▸ SOURCE PASSAGE
________________

This newspaper has been particularly critical about the rarely-seen-unless-there-is-an-election-afoot senator from North Carolina, Kay Hagan.

So it is only fair that we tell you that Sen. Hagan stopped in Wayne County Monday.

Her office called our office that morning to announce that she would be making a trip into Goldsboro to "thank her supporters" later that afternoon.

There are many reasons why it was not the right thing to do to rush down to meet the senator. The most important of them is that this visit was simply a publicity stunt.

The senator made news this weekend in the wake of her comments that President Barack Obama's administration has not acted quickly enough on the Veterans Administration health scandal.

OK. Well, we hope that Sen. Hagan really means what she says. But is it just us or is it coincidental that those comments come months after the scandal broke -- not the first one that affected Wayne County, by the way -- and that the president's coattails are not such a good place to be anymore?

We would have loved to talk to Sen. Hagan -- as would, we suspect, many of her constituents, about real issues -- and not just the ones she wants to talk about.

We would like to hear her explanations about Obamacare, how she stands on the president's actions with regard to the Middle East and her dogged support of the president -- even when her state was against the measure for which she was casting her vote.

We would like to talk to her about her record and why the state of North Carolina should believe that she will speak her mind in the interest of her constituents when there is party pressure to do otherwise.

________________

Segmentation mask data
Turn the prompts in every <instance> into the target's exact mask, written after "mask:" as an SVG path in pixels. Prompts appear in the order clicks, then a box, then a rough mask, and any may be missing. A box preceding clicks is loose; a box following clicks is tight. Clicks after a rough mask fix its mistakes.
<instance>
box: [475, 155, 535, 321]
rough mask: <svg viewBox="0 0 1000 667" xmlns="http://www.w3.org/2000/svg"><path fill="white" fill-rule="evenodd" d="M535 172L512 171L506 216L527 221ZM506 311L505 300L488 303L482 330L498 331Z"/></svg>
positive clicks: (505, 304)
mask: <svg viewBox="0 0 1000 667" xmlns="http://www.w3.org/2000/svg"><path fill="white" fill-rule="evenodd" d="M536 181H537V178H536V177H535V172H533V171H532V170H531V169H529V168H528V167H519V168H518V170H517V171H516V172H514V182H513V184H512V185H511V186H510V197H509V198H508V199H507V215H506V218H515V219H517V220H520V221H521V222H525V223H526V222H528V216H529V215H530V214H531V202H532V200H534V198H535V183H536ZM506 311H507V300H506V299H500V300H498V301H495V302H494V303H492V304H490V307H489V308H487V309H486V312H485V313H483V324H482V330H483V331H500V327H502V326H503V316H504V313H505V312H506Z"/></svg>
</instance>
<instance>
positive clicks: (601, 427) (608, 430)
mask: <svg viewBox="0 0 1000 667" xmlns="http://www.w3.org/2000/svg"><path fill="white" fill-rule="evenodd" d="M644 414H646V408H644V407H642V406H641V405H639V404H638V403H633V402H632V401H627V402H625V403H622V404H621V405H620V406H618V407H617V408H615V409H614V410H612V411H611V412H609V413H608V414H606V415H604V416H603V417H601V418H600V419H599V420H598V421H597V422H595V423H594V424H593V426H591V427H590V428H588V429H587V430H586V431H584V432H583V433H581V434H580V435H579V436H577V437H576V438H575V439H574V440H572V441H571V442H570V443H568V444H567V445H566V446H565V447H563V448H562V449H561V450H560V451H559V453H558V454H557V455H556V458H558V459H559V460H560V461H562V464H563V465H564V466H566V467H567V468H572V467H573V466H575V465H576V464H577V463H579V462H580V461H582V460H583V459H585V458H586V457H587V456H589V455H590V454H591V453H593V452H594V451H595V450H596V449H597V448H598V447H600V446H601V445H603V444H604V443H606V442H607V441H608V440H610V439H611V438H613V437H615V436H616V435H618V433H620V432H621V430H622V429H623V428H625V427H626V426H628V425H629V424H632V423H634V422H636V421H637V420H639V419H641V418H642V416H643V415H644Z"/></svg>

________________

▸ ABOUT THIS TASK
List every geographic place named in the newspaper piece about Sen. Kay Hagan's visit, each only once.

▸ ANSWER BOX
North Carolina
Wayne County
Goldsboro
Middle East